As surprisingly different and simple as the plot may sound it works really well, and with Hardy in front and Knight behind the camera it's a winning combination. Another great find at the Glasgow Film Festival this year.
The first thing I should address is the fact that the film takes place in a single location. For the entirety of the film we are confined to the interior of the main character's car and the only person we have on screen is the main character, all the others are voices through his mobile on the car's Bluetooth speaker. It sounds like a big ask for a film, and it is, after all I don't think that there are many films with such constraints that actually work, Locke is one of the ones that does.
I carried concerns for the film from the very beginning for all the above reasons but I had a lot of hope for it considering that Steven Knight had written the script. He's previously written films such as Dirty Pretty Things, Amazing Grace and Eastern Promises and he has written a number of upcoming films which already look interesting. Not only did Knight write the film but he also directed, something he hasn't yet done with a feature film.
My main concerns rested around the problem of keeping the tension and suspense running for the entirety, after all we're relying on one leading character, some disembodied voices and the fixed location. In other thrillers we have many more characters and locations to build plot threads around, with Locke the plot has to be built and delivered through our single character's perspective and he will have to hold the film together. Also there's the question of just how many threads we could have going in the story with this set-up, and with less threads the ones that the film carries will have a lot more work to do to keep us engaged.
I've talked about all the limitations and hurdles the film faces but the fantastic news is that it manages to meet them all and exceed quite a few of them. I really was surprised at just how well it did especially since the story isn't one you might expect. I thought that the limitations on character and location would mean a clever heist or kidnapping plot, but I was really surprised when the plot turned out to be such a reality based story, almost a story of an everyday man, and that it worked so well because of that.
The story is superbly written and builds tension and a few key threads so well through simple telephone conversations. It's a real credit to the script that I felt as engaged and invested as I would with other more traditional thrillers, films packed with much more to keep the audience's attention. Steven Knight has done a fantastic job with the writing and given Tom Hardy some great lines and moments, entire threads such as dealing with the concrete, smaller moments such as the dialogue about the drying footprints, or the use of the concrete and buildings as an allegory for his own life. Watching the character trying to control the unravelling elements of his life as he would a building project is a very interesting aspect of the script and of the character who is as fantastically written as the rest of the story is.

____

→ HOW TO COMPLETE THIS TASK:
Continue the review of the film Locke from its last sentence.

____

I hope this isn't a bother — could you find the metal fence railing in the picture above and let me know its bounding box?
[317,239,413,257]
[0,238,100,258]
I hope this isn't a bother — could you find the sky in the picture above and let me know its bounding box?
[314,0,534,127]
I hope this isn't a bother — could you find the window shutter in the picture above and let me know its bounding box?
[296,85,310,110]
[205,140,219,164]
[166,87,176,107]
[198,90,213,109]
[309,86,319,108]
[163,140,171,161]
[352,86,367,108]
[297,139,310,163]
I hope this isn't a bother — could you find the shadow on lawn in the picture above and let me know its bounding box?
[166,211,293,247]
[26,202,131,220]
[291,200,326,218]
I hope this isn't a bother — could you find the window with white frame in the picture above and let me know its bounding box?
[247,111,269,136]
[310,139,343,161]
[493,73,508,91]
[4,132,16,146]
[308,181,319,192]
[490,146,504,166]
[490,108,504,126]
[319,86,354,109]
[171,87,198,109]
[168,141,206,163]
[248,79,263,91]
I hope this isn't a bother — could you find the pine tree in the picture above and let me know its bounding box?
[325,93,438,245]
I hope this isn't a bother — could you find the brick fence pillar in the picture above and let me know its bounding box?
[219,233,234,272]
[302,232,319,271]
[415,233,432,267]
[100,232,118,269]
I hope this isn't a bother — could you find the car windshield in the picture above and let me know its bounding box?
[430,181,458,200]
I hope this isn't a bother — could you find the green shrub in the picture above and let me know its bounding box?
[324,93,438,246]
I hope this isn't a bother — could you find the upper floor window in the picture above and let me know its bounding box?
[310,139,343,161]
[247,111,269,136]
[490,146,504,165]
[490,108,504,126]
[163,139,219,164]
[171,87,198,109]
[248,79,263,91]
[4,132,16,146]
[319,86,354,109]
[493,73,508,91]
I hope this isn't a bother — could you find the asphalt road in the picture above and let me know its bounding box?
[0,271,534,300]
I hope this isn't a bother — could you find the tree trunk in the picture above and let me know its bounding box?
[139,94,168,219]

____

→ OUTPUT OF THE TASK:
The building of tension and suspense was another big surprise for me as there are only limited threads - there's the thread with the wife, the worker who is covering his job and the hospital. No international terrorists, kidnappers or spies, just plain everyday people with real life problems. Layering the tension through calls with each of the characters and calling back and forth between them is so cleverly written and brought to the screen. The snippets of conversations feel real and have some great dialogue, and the cuts between them are in such a position to build the tension naturally and easily. I was surprised at how easily I was taken into the character's life and problems, and just how well that tension affected me, particularly around the building site plans.
There were a few aspects of the story where I found myself wondering why they had been brought in, they may have simply been added as distractions to the main thread and to pad things out a little but they didn't feel as they were taken to some form of close. These were moments such as the thread about the father. It did feel a little confusing to begin with as it stood outside the normal framework of the lead character's interactions and it seemed to suggest something a little darker and uncertain about the character. What was good is that it did finally feel as though it had a little purpose for the character but equally it could have been removed and I doubt it would have made much difference to the story.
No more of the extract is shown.